#### Exercise aim
Copy each line of the data below in which the word "doorway" can be found.

#### Data listing
★ ★ ★ ★ ★

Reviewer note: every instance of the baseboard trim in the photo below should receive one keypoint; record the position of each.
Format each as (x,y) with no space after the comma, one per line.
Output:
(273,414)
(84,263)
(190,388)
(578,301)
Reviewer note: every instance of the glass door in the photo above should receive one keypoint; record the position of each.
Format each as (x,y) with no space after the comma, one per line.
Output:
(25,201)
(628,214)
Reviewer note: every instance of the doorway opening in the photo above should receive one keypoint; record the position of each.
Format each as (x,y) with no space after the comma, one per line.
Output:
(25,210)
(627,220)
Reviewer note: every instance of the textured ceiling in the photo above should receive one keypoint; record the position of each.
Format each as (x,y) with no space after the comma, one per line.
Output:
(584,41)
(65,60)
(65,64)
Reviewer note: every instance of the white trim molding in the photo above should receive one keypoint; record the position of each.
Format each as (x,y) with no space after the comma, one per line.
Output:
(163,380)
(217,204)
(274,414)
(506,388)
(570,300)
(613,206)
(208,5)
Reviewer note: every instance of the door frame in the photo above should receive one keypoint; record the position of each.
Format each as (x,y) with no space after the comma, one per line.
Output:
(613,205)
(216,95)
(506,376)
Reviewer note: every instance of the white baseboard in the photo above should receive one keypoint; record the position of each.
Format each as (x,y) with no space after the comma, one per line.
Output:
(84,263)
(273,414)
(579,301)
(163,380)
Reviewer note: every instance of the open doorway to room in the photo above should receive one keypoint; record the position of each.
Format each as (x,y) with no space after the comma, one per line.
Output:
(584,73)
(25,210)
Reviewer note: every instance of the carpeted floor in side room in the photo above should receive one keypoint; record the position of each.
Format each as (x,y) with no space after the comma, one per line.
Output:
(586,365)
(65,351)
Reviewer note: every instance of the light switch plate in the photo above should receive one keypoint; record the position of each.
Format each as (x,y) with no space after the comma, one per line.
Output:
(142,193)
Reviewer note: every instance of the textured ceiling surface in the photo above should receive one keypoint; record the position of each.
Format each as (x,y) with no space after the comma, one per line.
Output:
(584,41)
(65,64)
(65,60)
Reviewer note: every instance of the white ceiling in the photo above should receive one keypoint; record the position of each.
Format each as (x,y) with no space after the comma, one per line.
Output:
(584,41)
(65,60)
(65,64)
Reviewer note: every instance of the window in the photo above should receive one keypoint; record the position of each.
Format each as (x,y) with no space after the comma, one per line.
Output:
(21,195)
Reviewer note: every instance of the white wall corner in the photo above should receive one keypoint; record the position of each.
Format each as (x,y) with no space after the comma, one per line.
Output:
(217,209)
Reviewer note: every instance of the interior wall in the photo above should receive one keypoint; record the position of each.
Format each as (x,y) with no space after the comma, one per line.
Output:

★ ★ ★ ★ ★

#### Result
Reviewer note: every instance of the doorway opening in the photo above should receive one keypoint; record the position of each.
Reviewer note: every instance of the open doorway to room in the photo above should receive one keypoint; record the position of each.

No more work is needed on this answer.